Rótulos de pontos de objetos:
- - - -

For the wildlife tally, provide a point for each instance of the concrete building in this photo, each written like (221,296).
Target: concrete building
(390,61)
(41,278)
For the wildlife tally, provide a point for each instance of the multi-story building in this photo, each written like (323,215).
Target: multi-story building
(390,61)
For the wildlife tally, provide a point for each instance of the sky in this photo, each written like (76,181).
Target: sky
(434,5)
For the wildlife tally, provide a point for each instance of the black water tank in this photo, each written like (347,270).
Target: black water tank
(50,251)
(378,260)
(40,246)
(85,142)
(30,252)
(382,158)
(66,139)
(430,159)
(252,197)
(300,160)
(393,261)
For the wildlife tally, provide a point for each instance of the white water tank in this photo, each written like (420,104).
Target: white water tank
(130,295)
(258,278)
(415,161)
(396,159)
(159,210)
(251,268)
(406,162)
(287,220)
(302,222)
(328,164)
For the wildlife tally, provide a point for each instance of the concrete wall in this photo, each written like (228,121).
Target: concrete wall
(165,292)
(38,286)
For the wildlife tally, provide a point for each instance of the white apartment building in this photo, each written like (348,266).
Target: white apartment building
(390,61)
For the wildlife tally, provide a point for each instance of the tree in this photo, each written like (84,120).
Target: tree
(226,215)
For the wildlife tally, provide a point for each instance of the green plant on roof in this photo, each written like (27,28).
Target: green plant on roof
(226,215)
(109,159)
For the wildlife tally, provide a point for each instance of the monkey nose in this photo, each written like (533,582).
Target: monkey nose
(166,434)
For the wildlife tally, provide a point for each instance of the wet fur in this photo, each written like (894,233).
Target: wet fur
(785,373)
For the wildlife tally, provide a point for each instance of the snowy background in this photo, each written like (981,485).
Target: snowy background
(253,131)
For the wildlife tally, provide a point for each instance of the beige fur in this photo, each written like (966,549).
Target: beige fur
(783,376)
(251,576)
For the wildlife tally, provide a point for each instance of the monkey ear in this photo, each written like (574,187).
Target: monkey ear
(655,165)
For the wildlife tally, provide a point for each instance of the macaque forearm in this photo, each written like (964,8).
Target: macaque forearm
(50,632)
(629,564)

- - - -

== Requisitos ==
Converta todas as linhas do material acima em uma tabela Markdown com as colunas "Nº" e "Linha". Numere cada linha e deixe de fora as linhas em branco.

== Resultado da tarefa ==
| Nº | Linha |
|---|---|
| 1 | For the wildlife tally, provide a point for each instance of the concrete building in this photo, each written like (221,296). |
| 2 | Target: concrete building |
| 3 | (390,61) |
| 4 | (41,278) |
| 5 | For the wildlife tally, provide a point for each instance of the multi-story building in this photo, each written like (323,215). |
| 6 | Target: multi-story building |
| 7 | (390,61) |
| 8 | For the wildlife tally, provide a point for each instance of the sky in this photo, each written like (76,181). |
| 9 | Target: sky |
| 10 | (434,5) |
| 11 | For the wildlife tally, provide a point for each instance of the black water tank in this photo, each written like (347,270). |
| 12 | Target: black water tank |
| 13 | (50,251) |
| 14 | (378,260) |
| 15 | (40,246) |
| 16 | (85,142) |
| 17 | (30,252) |
| 18 | (382,158) |
| 19 | (66,139) |
| 20 | (430,159) |
| 21 | (252,197) |
| 22 | (300,160) |
| 23 | (393,261) |
| 24 | For the wildlife tally, provide a point for each instance of the white water tank in this photo, each written like (420,104). |
| 25 | Target: white water tank |
| 26 | (130,295) |
| 27 | (258,278) |
| 28 | (415,161) |
| 29 | (396,159) |
| 30 | (159,210) |
| 31 | (251,268) |
| 32 | (406,162) |
| 33 | (287,220) |
| 34 | (302,222) |
| 35 | (328,164) |
| 36 | For the wildlife tally, provide a point for each instance of the concrete wall in this photo, each written like (228,121). |
| 37 | Target: concrete wall |
| 38 | (165,292) |
| 39 | (38,286) |
| 40 | For the wildlife tally, provide a point for each instance of the white apartment building in this photo, each written like (348,266). |
| 41 | Target: white apartment building |
| 42 | (390,61) |
| 43 | For the wildlife tally, provide a point for each instance of the tree in this photo, each written like (84,120). |
| 44 | Target: tree |
| 45 | (226,215) |
| 46 | For the wildlife tally, provide a point for each instance of the green plant on roof in this photo, each written like (27,28). |
| 47 | Target: green plant on roof |
| 48 | (226,215) |
| 49 | (109,159) |
| 50 | For the wildlife tally, provide a point for each instance of the monkey nose in this photo, each written like (533,582). |
| 51 | Target: monkey nose |
| 52 | (166,434) |
| 53 | For the wildlife tally, provide a point for each instance of the wet fur in this photo, each written like (894,233). |
| 54 | Target: wet fur |
| 55 | (785,373) |
| 56 | For the wildlife tally, provide a point for each instance of the snowy background in this photo, each written like (981,485). |
| 57 | Target: snowy background |
| 58 | (253,131) |
| 59 | For the wildlife tally, provide a point for each instance of the beige fur in this photo, each written like (966,549). |
| 60 | Target: beige fur |
| 61 | (783,376) |
| 62 | (251,576) |
| 63 | For the wildlife tally, provide a point for each instance of the monkey ear in this photo, each written like (574,187). |
| 64 | Target: monkey ear |
| 65 | (655,165) |
| 66 | For the wildlife tally, provide a point for each instance of the macaque forearm in this photo, each written like (964,8). |
| 67 | Target: macaque forearm |
| 68 | (50,632) |
| 69 | (629,564) |